__Extract to read__:
====================
Very well put. IMO, the lenses with poor optical correction that rely more on digital processing than is typical for the final result such as the RF 16, RF 24, etc can produce good images most of the time for most people in most situations, which was obviously the goal to keep their prices low. The only places where they can struggle imo is in shots that need specific and accurate rendering of small minute details in the corners, some examples would be night shots with star fields, or small objects in the corners that stand apart from the rest of the background. The digital correction can sometimes result in longitudinal smearing of small elements as the image is stretched to correctly fill the frame. This is less noticeable in shots with broad consistent features throughout the image like the landscape shot you shared.


----------



## neuroanatomist (Sep 18, 2022)

unfocused said:


> Yeah, it's worthless for landscapes.
> 
> View attachment 205656


You can clearly see the horrible distortion – none of the rocks have straight lines, nor do the cactuses. Plus, the lens seems to render most of the image in brown hues. Obviously, the lens has problems.


----------



## LogicExtremist (Sep 18, 2022)

unfocused said:


> Yeah, it's worthless for landscapes.


That's a false dichotomy logical fallacy, that there are only two possible states, useless or awesome lol!  

The adequacy of lenses for a particular task run on a continuum, and some aren't the best choice, though they may just cut it, in certain shots where the compromises aren't that obvious due to subject matter, conditions, and composition, may suffice. 



unfocused said:


> I have both the RF16mm f2.8 and the RF 14-35 L. One is light, tiny, inexpensive and faster by a stop. One is wider by 2mm, zooms and is weather resistant.
> 
> If anyone has trouble producing quality images with either lens, it's not the lens that is the problem.


Precisely, different lenses, for different purposes, at different price points, with different features and different image quality!

Yes, I also agree with the sufficiency argument, that almost any _reasonable_ camera gear can take amazing photos and is more than sufficient for most people's needs. If people like buying really fancy gear, because they want it, and they enjoy that, great for them! If you had to take a photo for a paid job, you'd take your RF 14-35, it's sufficient for the task and don't really need a RF 15-35 if a wide 2.8 aperture isn't needed. You wouldn't take the RF16mm, it's not in that 'sufficient tier'.

I don't understand the defensiveness people display over brands or specific products they own. The lower tier of Canon's RF lenses have quite a few compromises, thought there are a few gems in there like the RF 35mm f/1.8 macro, but some people even dislike that. I like it but I don't get worked up when people point out its shortcomings. The shortcomings are real, whether it works for me and not for them is an individual case-by-case matter. I've managed some decent shots with my RF 50mm f/1.8 but that doesn't make it a great lens, and in my opinion optically it's worlds better than the RF 16mm. 

What's so hard for people to accept about the fact that cheap consumer lenses have compromises to optical quality, which is measurable. They're not as good as the f/4 L lenses which are generally not as good as the f/2.8 L lenses, in UW at least. If you like the lens, great, nobody is saying you can't, but on the same token, everybody doesn't have to love it either. It's as silly as arguing over which flavour of ice-cream is better lol!


----------



## LogicExtremist (Sep 18, 2022)

neuroanatomist said:


> You can clearly see the horrible distortion – none of the rocks have straight lines, nor do the cactuses. Plus, the lens seems to render most of the image in brown hues. Obviously, the lens has problems.
====================
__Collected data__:
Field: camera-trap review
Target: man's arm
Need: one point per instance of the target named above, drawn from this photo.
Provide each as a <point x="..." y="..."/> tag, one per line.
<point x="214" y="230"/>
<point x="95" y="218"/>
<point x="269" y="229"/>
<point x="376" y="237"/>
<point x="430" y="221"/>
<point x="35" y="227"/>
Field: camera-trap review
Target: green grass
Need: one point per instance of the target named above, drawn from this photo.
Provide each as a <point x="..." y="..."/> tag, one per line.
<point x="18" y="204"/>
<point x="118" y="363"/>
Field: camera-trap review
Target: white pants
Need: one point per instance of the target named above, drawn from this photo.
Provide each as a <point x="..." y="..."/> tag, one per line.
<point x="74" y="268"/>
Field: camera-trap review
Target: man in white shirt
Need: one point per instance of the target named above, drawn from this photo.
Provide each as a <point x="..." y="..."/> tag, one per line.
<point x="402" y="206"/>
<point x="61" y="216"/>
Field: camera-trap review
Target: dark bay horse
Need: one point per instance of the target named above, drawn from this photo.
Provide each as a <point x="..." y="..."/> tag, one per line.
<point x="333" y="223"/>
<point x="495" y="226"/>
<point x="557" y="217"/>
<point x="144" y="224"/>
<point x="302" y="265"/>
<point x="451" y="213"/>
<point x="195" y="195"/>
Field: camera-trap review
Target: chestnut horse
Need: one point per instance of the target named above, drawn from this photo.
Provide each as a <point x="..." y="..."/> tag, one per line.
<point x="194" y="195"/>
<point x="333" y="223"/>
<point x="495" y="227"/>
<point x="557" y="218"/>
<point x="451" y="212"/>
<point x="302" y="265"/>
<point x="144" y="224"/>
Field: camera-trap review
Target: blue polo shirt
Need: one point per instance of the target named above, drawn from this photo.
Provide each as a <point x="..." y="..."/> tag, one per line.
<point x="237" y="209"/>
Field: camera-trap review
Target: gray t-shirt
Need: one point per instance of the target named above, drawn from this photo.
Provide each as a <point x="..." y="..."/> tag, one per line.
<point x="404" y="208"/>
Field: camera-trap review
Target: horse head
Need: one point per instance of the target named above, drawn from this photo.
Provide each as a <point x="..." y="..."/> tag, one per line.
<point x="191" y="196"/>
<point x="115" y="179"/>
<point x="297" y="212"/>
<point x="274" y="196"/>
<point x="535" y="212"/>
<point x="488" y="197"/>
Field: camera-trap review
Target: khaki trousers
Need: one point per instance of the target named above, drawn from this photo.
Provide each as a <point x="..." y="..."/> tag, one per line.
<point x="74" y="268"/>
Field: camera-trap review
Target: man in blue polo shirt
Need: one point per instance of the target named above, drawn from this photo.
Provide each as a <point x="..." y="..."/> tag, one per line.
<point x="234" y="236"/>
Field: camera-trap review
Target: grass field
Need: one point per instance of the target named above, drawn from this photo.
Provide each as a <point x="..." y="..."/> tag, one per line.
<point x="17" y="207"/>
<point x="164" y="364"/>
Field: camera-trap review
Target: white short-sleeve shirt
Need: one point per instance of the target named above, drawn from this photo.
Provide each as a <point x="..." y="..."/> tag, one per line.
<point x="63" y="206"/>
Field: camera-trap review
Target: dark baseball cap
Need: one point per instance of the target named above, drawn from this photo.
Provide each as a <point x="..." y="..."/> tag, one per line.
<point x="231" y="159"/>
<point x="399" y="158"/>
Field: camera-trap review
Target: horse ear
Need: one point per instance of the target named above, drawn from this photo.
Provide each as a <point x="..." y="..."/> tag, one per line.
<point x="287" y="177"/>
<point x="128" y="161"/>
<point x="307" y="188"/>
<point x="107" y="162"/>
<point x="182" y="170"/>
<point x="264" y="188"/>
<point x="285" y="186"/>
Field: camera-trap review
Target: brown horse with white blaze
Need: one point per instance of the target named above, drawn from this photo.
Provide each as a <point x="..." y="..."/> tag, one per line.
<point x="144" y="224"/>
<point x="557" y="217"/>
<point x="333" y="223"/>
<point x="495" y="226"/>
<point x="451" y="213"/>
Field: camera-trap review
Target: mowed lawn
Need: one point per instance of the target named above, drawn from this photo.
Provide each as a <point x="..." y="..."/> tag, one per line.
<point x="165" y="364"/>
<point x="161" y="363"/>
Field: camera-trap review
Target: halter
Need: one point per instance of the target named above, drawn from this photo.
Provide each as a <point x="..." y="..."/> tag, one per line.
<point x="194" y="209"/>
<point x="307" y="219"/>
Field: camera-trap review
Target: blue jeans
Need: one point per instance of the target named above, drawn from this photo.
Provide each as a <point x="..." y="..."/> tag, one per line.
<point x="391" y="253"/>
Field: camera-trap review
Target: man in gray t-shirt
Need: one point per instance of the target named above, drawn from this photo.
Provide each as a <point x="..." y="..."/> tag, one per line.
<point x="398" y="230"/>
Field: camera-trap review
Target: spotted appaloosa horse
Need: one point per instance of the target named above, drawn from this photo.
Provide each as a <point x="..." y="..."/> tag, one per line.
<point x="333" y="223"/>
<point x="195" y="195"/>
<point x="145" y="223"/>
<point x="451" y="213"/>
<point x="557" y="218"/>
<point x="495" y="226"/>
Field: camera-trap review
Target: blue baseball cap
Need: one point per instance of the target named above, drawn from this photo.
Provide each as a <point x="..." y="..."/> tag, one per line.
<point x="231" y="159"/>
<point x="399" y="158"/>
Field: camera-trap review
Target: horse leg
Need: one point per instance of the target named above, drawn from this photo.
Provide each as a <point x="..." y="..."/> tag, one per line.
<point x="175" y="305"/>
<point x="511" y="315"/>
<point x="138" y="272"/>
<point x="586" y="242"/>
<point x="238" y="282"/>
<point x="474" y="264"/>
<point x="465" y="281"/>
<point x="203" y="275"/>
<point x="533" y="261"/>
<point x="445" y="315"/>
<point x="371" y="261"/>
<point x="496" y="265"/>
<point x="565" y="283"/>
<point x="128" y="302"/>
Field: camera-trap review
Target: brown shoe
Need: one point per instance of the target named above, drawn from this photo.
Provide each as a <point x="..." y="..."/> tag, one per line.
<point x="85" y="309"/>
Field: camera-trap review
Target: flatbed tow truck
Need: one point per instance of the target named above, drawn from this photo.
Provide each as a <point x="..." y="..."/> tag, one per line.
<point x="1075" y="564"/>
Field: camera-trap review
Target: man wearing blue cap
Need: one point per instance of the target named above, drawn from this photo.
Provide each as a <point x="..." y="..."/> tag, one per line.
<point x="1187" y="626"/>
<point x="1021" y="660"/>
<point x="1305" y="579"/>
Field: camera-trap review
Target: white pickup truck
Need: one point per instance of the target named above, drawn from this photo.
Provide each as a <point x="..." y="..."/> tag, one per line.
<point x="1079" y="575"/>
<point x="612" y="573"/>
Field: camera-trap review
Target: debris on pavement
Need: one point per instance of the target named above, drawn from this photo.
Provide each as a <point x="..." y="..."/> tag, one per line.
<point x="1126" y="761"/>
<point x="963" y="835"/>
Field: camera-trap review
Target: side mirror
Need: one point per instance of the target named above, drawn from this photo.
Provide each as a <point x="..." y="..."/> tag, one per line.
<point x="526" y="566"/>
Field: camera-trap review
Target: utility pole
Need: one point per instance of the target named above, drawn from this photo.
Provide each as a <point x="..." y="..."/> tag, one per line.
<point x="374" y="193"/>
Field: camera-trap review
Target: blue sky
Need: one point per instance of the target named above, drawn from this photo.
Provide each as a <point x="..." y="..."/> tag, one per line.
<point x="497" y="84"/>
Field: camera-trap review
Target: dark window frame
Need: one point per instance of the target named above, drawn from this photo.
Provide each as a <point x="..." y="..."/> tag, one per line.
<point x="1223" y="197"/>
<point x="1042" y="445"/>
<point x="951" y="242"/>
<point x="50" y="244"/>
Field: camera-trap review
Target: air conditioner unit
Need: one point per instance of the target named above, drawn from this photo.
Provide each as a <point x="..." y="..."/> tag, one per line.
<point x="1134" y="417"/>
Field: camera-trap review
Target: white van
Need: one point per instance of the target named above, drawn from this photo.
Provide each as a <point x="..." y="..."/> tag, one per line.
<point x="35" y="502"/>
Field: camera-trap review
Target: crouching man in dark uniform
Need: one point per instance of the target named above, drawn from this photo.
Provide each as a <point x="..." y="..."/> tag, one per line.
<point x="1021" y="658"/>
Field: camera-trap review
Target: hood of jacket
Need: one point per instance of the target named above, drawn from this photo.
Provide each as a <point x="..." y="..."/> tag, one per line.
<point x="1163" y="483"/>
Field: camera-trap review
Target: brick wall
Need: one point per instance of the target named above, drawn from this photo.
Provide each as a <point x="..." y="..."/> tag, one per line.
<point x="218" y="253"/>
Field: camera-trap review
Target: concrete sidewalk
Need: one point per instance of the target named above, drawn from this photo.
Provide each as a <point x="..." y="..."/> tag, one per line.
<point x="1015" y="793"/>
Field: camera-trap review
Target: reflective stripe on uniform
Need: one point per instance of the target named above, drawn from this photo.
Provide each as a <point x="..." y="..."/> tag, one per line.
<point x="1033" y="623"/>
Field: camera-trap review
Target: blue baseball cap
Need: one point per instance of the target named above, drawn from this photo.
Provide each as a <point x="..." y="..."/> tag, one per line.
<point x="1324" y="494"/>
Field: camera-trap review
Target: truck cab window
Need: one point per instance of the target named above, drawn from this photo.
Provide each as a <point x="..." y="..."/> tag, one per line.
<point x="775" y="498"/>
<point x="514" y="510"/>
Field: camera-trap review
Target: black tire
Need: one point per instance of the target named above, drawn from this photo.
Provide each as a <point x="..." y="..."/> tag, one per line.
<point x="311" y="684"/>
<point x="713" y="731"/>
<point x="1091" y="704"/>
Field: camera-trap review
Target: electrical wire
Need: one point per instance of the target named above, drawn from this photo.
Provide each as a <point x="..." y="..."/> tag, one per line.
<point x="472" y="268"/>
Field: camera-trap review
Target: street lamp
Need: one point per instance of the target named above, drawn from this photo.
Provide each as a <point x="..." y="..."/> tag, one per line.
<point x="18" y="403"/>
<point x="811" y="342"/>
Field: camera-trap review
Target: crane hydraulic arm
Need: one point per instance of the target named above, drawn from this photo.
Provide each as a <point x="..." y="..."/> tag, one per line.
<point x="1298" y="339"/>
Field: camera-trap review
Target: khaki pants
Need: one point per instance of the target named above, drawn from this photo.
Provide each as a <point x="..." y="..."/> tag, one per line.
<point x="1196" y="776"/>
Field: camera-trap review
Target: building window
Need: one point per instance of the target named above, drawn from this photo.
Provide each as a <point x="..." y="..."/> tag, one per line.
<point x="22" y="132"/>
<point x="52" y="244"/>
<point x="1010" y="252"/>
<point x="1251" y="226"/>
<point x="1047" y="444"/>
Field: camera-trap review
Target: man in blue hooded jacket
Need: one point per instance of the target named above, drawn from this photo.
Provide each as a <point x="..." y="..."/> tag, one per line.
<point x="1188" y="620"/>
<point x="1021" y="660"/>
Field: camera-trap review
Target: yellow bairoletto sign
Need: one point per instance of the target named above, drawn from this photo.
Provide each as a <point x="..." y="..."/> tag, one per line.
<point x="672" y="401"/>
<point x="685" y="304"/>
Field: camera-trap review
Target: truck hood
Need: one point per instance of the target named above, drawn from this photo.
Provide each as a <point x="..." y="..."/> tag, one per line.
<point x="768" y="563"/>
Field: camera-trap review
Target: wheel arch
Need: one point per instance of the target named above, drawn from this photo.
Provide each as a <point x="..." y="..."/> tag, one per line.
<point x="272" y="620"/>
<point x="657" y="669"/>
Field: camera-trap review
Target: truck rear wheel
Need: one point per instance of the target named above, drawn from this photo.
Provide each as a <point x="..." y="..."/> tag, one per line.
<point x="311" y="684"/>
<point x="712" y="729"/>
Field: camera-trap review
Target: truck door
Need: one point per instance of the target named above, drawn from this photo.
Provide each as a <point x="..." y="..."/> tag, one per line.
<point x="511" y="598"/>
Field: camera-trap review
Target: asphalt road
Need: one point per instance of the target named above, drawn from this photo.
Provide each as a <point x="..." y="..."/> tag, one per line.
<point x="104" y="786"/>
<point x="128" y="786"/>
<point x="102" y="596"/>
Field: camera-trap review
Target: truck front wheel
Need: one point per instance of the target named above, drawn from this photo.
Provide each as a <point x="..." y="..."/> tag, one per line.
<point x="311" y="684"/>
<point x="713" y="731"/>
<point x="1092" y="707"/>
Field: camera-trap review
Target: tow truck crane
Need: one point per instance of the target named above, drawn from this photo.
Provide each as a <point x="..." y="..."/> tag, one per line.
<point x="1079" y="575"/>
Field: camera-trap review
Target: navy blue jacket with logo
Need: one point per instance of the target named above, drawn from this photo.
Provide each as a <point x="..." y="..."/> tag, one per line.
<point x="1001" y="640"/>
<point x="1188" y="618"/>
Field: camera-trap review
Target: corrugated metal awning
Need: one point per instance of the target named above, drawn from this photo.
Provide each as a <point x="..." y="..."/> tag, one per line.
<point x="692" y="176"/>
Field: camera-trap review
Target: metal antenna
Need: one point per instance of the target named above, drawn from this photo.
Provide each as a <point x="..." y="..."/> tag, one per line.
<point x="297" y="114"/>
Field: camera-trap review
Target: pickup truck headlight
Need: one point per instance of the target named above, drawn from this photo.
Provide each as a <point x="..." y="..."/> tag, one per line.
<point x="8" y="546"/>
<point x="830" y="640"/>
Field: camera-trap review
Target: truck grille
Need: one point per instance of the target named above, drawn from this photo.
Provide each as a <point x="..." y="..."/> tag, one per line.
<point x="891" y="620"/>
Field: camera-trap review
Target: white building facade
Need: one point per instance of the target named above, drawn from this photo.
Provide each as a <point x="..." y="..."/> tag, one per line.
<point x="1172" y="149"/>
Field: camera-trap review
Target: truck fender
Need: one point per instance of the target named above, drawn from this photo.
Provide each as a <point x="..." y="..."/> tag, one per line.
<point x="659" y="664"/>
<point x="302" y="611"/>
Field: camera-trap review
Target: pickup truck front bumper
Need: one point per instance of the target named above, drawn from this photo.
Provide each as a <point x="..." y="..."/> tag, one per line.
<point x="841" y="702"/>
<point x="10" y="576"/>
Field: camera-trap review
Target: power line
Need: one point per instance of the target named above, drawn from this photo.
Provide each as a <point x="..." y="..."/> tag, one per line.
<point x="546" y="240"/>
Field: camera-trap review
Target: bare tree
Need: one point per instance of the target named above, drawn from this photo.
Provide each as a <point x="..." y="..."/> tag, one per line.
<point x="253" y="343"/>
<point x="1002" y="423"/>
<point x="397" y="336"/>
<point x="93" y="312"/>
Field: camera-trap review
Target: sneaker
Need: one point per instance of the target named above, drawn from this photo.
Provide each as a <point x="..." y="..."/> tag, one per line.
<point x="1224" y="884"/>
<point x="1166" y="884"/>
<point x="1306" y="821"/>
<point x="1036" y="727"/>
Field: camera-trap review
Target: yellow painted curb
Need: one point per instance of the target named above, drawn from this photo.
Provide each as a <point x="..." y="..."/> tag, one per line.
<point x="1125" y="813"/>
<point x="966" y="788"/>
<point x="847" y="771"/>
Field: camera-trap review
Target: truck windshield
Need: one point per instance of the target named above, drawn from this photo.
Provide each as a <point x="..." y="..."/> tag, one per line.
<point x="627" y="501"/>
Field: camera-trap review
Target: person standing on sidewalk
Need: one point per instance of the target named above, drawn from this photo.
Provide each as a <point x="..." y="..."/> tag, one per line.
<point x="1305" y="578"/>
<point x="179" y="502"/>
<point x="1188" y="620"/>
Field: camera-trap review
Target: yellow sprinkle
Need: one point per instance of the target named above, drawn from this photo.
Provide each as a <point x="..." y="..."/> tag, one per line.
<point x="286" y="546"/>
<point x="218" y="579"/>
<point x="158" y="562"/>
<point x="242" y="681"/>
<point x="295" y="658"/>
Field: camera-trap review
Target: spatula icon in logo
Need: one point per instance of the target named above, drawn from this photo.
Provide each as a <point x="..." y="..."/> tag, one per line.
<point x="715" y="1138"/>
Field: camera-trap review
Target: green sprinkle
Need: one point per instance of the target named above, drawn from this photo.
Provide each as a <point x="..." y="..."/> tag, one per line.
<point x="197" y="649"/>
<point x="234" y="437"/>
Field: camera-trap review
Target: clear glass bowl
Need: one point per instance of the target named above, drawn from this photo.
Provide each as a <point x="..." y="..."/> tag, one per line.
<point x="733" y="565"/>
====================
__Complete the following__:
A: According to the lens discussion, why can digital correction cause longitudinal smearing of small elements in an image?
B: Restate the lens discussion starting at "I don't understand" and ending at "the RF 16mm.", but swap "shortcomings" for "weaknesses" wherever it occurs.
C: Extend the lens discussion past its final line with a further post in the same thread.

__Results in order__:
A: The smearing occurs because the image is stretched to correctly fill the frame during digital correction. This mostly affects small, precise details in the corners, such as star fields or small objects that stand apart from the background. It is less noticeable in shots with broad, consistent features throughout the image.

B:
I don't understand the defensiveness people display over brands or specific products they own. The lower tier of Canon's RF lenses have quite a few compromises, thought there are a few gems in there like the RF 35mm f/1.8 macro, but some people even dislike that. I like it but I don't get worked up when people point out its weaknesses. The weaknesses are real, whether it works for me and not for them is an individual case-by-case matter. I've managed some decent shots with my RF 50mm f/1.8 but that doesn't make it a great lens, and in my opinion optically it's worlds better than the RF 16mm.

C:
Maybe they should get all the Nat Geo landscapes photog do shoot all their work with it. After all, it's much lighter, cheaper, and nobody should ever need Canon's more expensive L lenses lol! But what about zoom... zoom with your legs!


----------



## Johnw (Sep 18, 2022)

Frodo said:


> For those who consider that the RF 16/2.8 is not suitable for technical uses, such as astrophotography, I will print this image



First of all great image. If I were just looking at that image in the full size without zooming in, I can't see anything wrong with it. Looking at it in more detail however (even not at full resolution), it becomes apparent what some of the weaknesses are of a cheap lens like the RF 16 for an application like astro.

This is an example of a star more in the middle of the image.




It is nice and circular, with the light distributed correctly most strongly at the center and then fading toward the edge of the disc. The color is also uniform and well rendered.

This is an example of a star more toward the corner of the image.




You can see that it has been stretched with a more longitudinal component added and is no longer a circle, and it also exhibits some discoloration due to coma. Now, not all stars in the image are like this, I can see some that are rendered well even in the vicinity of the corners, but it's really a hit and miss still as to whether the digital correction gets it right.


----------



## LogicExtremist (Sep 18, 2022)

Johnw said:


> Actually that's not a fact, that's a value judgment. Someone that values logic as highly as you claim should realize that.
> 
> I actually agree with your take for the most part wrt the optical properties of the RF 16 f/2.8. I prefer lenses with better optical correction mainly because I do shoot a good amount of astro, but that simply means a lens without that might not be good for me. Whether it is good for someone else entirely depends on their goals or intended uses for the lens.


No it's a fact, the results produced by Imatest which show LW/PH, which is the level of detail that the lens resolves, an objective measurement, show it to b lacking.

I think all the reviews tally up in terms of their findings, including the one this article is about:

"Central sharpness is outstanding from f/2.8 to f/5.6, excellent from f/8 to f/16 and still very good at f/22. The edges do not fare so well, but are very good from f/2.8 to f/5.6, good from f/8 to f/16 and just fair at f/22. Depending on the subject matter, the lower edge performance would not be an issue in say vlogging and in any event is better at longer distances than test charts."









Canon RF 16mm F/2.8 STM Lens Review


John Riley has been putting the Canon RF 16mm f/2.8 STM lens to the test with the help of the Canon R6 mirrorless camera.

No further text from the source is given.